--- Provided data ---
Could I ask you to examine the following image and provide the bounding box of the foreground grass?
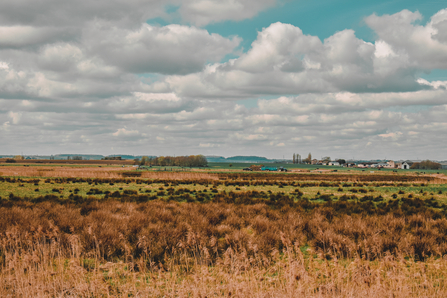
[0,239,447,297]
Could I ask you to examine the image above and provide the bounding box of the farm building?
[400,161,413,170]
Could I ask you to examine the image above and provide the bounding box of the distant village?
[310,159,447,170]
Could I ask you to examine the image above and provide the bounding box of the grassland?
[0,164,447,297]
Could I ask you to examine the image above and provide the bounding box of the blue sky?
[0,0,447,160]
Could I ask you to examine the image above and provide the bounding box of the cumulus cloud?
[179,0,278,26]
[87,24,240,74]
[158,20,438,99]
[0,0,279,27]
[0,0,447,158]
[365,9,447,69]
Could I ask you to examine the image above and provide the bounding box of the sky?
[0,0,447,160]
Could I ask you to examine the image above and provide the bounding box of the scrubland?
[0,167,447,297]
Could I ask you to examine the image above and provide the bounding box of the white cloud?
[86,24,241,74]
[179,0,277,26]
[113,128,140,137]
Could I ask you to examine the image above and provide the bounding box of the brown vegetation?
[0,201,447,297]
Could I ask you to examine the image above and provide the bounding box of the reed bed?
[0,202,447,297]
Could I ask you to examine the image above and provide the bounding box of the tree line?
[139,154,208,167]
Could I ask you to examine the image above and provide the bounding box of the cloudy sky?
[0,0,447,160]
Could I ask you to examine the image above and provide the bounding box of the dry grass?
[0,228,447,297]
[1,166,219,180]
---
--- Provided data ---
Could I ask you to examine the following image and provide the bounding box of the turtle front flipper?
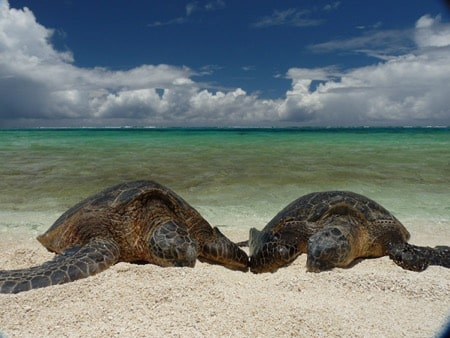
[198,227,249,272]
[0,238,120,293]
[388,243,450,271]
---
• Prompt:
Recast the material above, from the line containing "the farm building?" through the line containing "[0,164,447,297]", as a Markdown table with the columns Row and Line. Number each line and leave out any blank lines.

• Expected answer:
| Row | Line |
|---|---|
| 1 | Could I ask you to examine the image above and provide the bounding box of the farm building? |
| 2 | [400,161,413,170] |
| 3 | Could I ask you to examine the image above and provide the bounding box of the distant village? |
| 4 | [310,159,447,170] |
| 5 | Could I ask you to examine the image above and provide the bounding box of the grassland? |
| 6 | [0,164,447,297] |